Work to be completed =
All of the data that appears below is to be given again precisely as written.

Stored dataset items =

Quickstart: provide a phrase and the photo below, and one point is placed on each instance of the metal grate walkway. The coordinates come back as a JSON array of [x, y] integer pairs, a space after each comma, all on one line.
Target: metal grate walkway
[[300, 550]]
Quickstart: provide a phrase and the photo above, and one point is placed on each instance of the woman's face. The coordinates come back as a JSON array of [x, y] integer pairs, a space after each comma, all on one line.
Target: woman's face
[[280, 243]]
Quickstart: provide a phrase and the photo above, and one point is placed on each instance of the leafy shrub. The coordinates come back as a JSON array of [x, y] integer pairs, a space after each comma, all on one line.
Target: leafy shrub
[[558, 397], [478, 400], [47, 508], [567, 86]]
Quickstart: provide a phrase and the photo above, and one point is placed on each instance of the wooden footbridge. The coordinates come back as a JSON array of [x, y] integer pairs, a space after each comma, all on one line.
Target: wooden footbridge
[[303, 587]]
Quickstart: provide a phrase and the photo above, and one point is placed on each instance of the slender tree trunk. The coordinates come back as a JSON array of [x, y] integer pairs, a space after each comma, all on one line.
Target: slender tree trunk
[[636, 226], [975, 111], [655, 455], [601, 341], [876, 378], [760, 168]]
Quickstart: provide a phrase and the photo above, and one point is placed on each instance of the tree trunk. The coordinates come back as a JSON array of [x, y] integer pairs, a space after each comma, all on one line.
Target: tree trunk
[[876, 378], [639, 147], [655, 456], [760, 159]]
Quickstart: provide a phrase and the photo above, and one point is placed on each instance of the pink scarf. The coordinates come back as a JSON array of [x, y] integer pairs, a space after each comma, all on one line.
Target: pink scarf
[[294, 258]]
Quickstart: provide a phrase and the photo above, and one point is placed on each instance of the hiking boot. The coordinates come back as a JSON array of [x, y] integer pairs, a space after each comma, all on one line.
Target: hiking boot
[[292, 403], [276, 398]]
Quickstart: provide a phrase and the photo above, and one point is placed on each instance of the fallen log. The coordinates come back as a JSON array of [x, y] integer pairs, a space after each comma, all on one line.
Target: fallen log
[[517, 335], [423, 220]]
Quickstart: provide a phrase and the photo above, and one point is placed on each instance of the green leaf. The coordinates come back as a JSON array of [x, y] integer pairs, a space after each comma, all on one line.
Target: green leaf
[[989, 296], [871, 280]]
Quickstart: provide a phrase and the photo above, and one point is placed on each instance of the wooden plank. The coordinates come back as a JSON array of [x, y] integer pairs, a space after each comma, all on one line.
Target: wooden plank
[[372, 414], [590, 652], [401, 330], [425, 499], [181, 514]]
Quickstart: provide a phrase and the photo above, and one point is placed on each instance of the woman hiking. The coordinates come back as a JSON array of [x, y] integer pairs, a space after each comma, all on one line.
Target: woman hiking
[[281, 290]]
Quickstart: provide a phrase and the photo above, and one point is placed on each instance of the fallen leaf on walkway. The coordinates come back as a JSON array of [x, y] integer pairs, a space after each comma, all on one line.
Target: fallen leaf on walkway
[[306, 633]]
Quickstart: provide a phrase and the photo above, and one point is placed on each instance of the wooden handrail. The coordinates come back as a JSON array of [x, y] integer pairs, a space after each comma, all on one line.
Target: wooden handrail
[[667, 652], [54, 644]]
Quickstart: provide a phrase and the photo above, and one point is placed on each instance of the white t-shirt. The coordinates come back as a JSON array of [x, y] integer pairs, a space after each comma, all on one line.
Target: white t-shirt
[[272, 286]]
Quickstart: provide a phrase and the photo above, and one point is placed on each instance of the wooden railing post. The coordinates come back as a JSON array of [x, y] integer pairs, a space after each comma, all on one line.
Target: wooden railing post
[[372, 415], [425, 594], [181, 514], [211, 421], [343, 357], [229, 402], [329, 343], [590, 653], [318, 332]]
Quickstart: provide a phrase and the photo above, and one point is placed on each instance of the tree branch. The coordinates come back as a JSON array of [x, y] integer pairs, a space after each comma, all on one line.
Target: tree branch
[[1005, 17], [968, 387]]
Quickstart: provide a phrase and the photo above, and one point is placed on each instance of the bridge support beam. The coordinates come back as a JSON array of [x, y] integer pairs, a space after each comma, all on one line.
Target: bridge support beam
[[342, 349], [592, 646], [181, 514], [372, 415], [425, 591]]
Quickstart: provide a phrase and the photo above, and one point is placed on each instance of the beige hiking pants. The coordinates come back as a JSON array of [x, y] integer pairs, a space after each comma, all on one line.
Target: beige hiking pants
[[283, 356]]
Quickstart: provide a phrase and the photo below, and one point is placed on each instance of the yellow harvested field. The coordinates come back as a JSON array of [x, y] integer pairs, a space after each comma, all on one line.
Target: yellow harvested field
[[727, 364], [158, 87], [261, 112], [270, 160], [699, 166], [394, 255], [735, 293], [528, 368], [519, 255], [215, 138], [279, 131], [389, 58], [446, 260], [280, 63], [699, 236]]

Expected answer =
Quickstart: provide a phrase and the photo below, and one point is placed on each instance of the metal grate walkway. The coordinates come back as a JSON array of [x, y] integer pairs, a space after each comma, all on one line.
Target: metal grate walkway
[[300, 550]]
Quickstart: provide a phrase and the photo above, and one point is placed on each instance of the woman's face. The coordinates come back as a JSON array of [x, y] integer pairs, a space after each comma, all on one line.
Target: woman's face
[[280, 243]]
Quickstart: provide a phrase and the photo above, and one point is placed on each instance of the leafy shrub. The coordinates come back as a JSON array of [x, y] integer pairs, a space after each comma, all on one line.
Target: leafy shrub
[[558, 397], [478, 400], [47, 508], [567, 86]]
Quickstart: provide a phrase and the photo above, and one point is placed on each instance of the wooden footbridge. The coordinates come back as a JSON array of [x, y] integer pairs, a space after each comma, all on one line.
Target: wooden footbridge
[[303, 587]]
Quickstart: provide a phrase and the photo above, and one point is placed on each instance of the slender tree trunk. The coordinates come back as a JSON array of [x, y] integer pairs, a space after each comma, all on one line.
Target: slender tree trunk
[[636, 226], [975, 111], [655, 455], [601, 341], [876, 378], [760, 168]]
Quickstart: provide a phrase and the photo above, and one point is placed on each instance of the tree trunk. The coordinates come back as a JSON array of [x, y] integer pairs, a space after each comma, all on one line.
Target: tree trunk
[[876, 378], [639, 147], [655, 456], [760, 159]]
Quickstart: provide a phrase and the photo above, and one point is placed on each instance of the pink scarf. The coordinates come back as a JSON array of [x, y] integer pairs, a space after each comma, all on one line.
Target: pink scarf
[[294, 258]]
Quickstart: provide a phrase and the photo above, and one point is placed on each instance of the hiking boot. The coordinates come back as a JSON array of [x, y] integer pairs, a space after each comma, all on one line.
Target: hiking boot
[[292, 403], [276, 398]]
Quickstart: provide a phrase and the photo above, and one point is placed on each instance of the fallen log. The coordinates come back as a JSON array of [x, y] integer pairs, a space after each comma, all on one line.
Target: fallen log
[[517, 335], [423, 220]]
Quickstart: provide a phrase and the photo above, and one point is placed on each instance of the green leaf. The coordinates come back as a JSON array of [x, y] integer pairs, a space after each comma, all on one line.
Target: green leaf
[[989, 296], [871, 280]]
Quickstart: provide a phrase and the photo above, and one point is placed on each instance of the wooden plank. The coordinates come back as a JSON array of [x, y] integer pairs, a space after each comma, all on one line.
Target: wooden plank
[[372, 414], [590, 652], [401, 330], [425, 499], [181, 514]]
Quickstart: provide a phrase and the photo above, and one point is placed on each instance of the woman hiking. The coordinates come back as a JSON array of [x, y] integer pairs, a space after each comma, all on one line.
Target: woman hiking
[[281, 290]]
Quickstart: provide a phrase and the photo above, and one point is placed on each instance of the fallen leaf on walkway. The coordinates come back as a JSON array of [x, y] integer pairs, a space after each comma, all on one line.
Target: fallen leaf on walkway
[[306, 633]]
Quickstart: provide a phrase and the photo above, and one point is placed on each instance of the wooden handrail. The coordinates come back as a JSON array of [x, y] integer pairs, a space after each comma, all on one line.
Target: wooden handrail
[[667, 652], [54, 644]]
Quickstart: provide a phrase and the photo above, and one point is placed on each instance of the white t-shirt. The coordinates come back as a JSON array of [x, y] integer pairs, a space after each comma, all on one line.
Target: white t-shirt
[[272, 286]]
Quickstart: provide a phrase and the photo above, and one point is placed on each instance of the wooden railing post. The coordinates come back as a JSON array of [x, y] integer pairs, a space after each comma, all on one line.
Target: wooden railing post
[[372, 415], [425, 594], [181, 514], [211, 421], [343, 357], [229, 402], [329, 343], [590, 653], [318, 332]]
Quickstart: provide a phrase and the photo above, and one point is placed on each instance of the tree branch. The coordinates come back as a JSON array of [x, y] integer pairs, a space after each comma, all on one line.
Target: tree branch
[[1005, 17], [968, 387]]
Quickstart: provide a phrase and the photo above, and one point is placed on each instance of the bridge support beam. The coordinates come back as a JSON array of [x, y] integer pairs, a space after each comma, all on one line.
Target: bridge support beam
[[342, 349], [592, 646], [181, 514], [372, 415], [425, 591]]
Quickstart: provide a phrase and the photo above, and one point is placed on each instance of the beige hiking pants. The coordinates come back as a JSON array of [x, y] integer pairs, a space after each comma, all on one line.
Target: beige hiking pants
[[283, 356]]
Quickstart: provide a phrase and the photo below, and one point is placed on each instance of the yellow harvested field. The coordinates come back as a JSON array of [x, y] integer pairs, a space after each comma, all on one line.
Target: yellow harvested field
[[727, 364], [158, 87], [261, 112], [270, 160], [699, 166], [394, 255], [735, 293], [528, 368], [519, 255], [215, 138], [279, 131], [389, 58], [446, 260], [280, 63], [699, 236]]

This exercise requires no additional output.